Dataset records
>>

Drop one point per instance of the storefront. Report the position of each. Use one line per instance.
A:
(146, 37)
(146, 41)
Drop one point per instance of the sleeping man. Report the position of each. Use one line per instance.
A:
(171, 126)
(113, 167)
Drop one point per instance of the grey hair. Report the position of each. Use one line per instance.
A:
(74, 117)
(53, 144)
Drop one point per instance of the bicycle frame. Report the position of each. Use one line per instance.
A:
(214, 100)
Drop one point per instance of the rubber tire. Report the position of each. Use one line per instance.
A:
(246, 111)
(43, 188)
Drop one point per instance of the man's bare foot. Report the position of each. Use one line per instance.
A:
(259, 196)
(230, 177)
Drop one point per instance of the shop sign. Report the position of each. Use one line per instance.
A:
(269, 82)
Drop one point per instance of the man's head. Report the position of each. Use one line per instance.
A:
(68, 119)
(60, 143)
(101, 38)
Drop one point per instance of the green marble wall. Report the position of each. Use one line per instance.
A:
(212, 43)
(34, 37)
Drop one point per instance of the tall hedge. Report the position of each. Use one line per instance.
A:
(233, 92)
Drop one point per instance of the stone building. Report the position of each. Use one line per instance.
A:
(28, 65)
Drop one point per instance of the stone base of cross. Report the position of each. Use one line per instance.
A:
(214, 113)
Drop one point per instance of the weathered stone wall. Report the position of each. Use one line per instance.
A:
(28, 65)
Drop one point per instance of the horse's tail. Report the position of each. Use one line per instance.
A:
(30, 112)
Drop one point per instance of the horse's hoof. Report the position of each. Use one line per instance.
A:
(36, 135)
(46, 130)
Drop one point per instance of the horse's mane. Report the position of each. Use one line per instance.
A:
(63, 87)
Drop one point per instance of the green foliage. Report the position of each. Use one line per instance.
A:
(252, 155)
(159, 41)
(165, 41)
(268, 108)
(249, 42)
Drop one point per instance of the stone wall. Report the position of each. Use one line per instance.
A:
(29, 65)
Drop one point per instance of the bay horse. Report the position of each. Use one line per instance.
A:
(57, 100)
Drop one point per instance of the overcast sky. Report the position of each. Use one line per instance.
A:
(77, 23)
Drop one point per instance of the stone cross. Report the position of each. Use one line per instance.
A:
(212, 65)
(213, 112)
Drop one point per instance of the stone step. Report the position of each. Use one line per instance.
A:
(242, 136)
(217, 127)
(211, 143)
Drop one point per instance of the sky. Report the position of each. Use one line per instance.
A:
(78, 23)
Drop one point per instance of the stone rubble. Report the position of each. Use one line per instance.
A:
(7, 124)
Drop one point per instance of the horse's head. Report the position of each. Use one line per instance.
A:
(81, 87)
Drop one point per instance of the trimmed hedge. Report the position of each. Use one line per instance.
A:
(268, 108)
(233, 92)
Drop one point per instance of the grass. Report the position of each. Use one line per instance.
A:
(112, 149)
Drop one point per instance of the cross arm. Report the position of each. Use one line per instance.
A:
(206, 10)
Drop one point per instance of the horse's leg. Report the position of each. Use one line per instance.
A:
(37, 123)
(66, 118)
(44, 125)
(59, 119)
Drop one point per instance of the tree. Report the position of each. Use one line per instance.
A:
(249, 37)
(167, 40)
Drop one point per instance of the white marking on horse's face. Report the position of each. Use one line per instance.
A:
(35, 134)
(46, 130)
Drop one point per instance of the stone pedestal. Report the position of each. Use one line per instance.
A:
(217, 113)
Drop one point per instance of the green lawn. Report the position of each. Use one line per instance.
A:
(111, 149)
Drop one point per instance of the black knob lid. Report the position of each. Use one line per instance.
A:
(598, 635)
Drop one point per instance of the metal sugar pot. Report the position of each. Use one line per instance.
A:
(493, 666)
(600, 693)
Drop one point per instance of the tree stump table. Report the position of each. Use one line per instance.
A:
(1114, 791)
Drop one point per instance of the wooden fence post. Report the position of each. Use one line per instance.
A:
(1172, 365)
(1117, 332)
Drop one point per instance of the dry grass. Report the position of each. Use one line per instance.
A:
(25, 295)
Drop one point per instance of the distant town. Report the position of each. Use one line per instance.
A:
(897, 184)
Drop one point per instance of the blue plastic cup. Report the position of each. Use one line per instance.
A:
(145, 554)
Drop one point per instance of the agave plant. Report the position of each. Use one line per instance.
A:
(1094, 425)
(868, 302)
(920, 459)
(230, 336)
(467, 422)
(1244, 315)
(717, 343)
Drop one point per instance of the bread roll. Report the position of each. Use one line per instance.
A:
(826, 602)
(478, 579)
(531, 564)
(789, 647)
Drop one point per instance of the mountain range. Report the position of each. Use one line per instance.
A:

<<

Try it -
Reproduce every entry shown above, precisely as it stands.

Task output -
Drop one point per instance of the storefront. Report the position of each. Use one line per instance.
A:
(146, 37)
(146, 41)
Drop one point per instance of the sleeping man. Report the position of each. Use one line per instance.
A:
(171, 126)
(113, 167)
Drop one point per instance of the grey hair. Report the position of each. Use one line per instance.
A:
(74, 117)
(53, 144)
Drop one point per instance of the bicycle frame. Report the position of each. Use one line per instance.
A:
(214, 100)
Drop one point per instance of the rubber tire. Report the position of each. Use one line per instance.
A:
(246, 111)
(43, 188)
Drop one point per instance of the man's bare foot. Report the position of each. Use one line per instance.
A:
(259, 196)
(230, 177)
Drop one point per instance of the shop sign. Report the position of each. Use one line per instance.
A:
(269, 82)
Drop one point per instance of the man's head. Report the position of each. Use one line per instance.
A:
(68, 119)
(60, 143)
(101, 38)
Drop one point per instance of the green marble wall. Report the position of each. Use one line per instance.
A:
(212, 43)
(34, 37)
Drop one point per instance of the tall hedge. Report the position of each. Use one line per instance.
A:
(233, 92)
Drop one point per instance of the stone building. Report the position of each. Use one line per instance.
A:
(28, 65)
Drop one point per instance of the stone base of cross. Report the position of each. Use one line per instance.
A:
(214, 113)
Drop one point per instance of the weathered stone wall. Report the position of each. Use one line per instance.
A:
(28, 65)
Drop one point per instance of the horse's tail. Report the position of each. Use one line per instance.
A:
(30, 112)
Drop one point per instance of the horse's hoof. Report the position of each. Use one line per instance.
A:
(36, 135)
(46, 130)
Drop one point per instance of the horse's mane. Report the position of each. Use one line per instance.
A:
(63, 87)
Drop one point per instance of the green foliage. Report the position of each. Use one line per instance.
A:
(252, 155)
(159, 41)
(165, 41)
(268, 108)
(249, 42)
Drop one point per instance of the stone wall. Report the position of each. Use one line per instance.
A:
(29, 65)
Drop one point per instance of the bay horse. Report the position of each. Use one line per instance.
A:
(57, 100)
Drop one point per instance of the overcast sky. Report the position of each. Use one line per instance.
A:
(77, 23)
Drop one point per instance of the stone cross. Report the position of each. Use one line per instance.
A:
(212, 65)
(213, 112)
Drop one point per instance of the stone step. Report the position of each. Use one line per instance.
A:
(242, 136)
(217, 127)
(211, 143)
Drop one point per instance of the sky. Report the position of each. Use one line per instance.
A:
(78, 23)
Drop one point per instance of the stone rubble. Report the position of each. Use one line per instance.
A:
(7, 124)
Drop one point per instance of the horse's head. Report the position of each. Use one line per instance.
A:
(81, 87)
Drop one point per instance of the trimmed hedge. Report the position of each. Use one line per instance.
A:
(268, 108)
(233, 92)
Drop one point per instance of the grass. Report the position of each. Use one line per instance.
A:
(112, 149)
Drop one point per instance of the cross arm. Report the position of each. Use one line per instance.
A:
(206, 10)
Drop one point per instance of the horse's leg. Report the position of each. Use one line per instance.
A:
(37, 123)
(66, 118)
(44, 125)
(59, 119)
Drop one point per instance of the tree. Report the position of each. Use one line per instance.
A:
(249, 37)
(167, 40)
Drop one point per instance of the white marking on horse's face. Report the position of each. Use one line per instance.
A:
(35, 134)
(46, 130)
Drop one point per instance of the stone pedestal. Report the position of each. Use one line per instance.
A:
(217, 113)
Drop one point per instance of the green lawn. Report the position of each. Use one line per instance.
A:
(111, 149)
Drop one point per instance of the black knob lid. Report the position of each. Use one line per instance.
A:
(598, 635)
Drop one point per instance of the metal sugar pot. Report the position of each. Use one line per instance.
A:
(493, 666)
(600, 693)
Drop one point per instance of the tree stump table. Report the position of each. Use one line per instance.
A:
(1114, 791)
Drop one point per instance of the wooden fence post. Report the position of each. Use one line per instance.
A:
(1172, 365)
(1117, 332)
Drop one point per instance of the dry grass. Report the position of each. Use one line per instance.
A:
(25, 295)
Drop one point per instance of the distant town. Report the position of each. Use one line per instance.
A:
(897, 184)
Drop one point per instance of the blue plastic cup. Report the position of each. Use one line per instance.
A:
(145, 554)
Drop one point per instance of the agave plant. Report the position of each. Use one line per instance.
A:
(1094, 425)
(868, 302)
(920, 459)
(230, 336)
(467, 422)
(1244, 315)
(717, 343)
Drop one point per instance of the bread roll. Report the position of each. Use one line per instance.
A:
(826, 602)
(478, 579)
(531, 564)
(789, 647)
Drop one point per instance of the mountain range. Report the position of each. Use one line per instance.
A:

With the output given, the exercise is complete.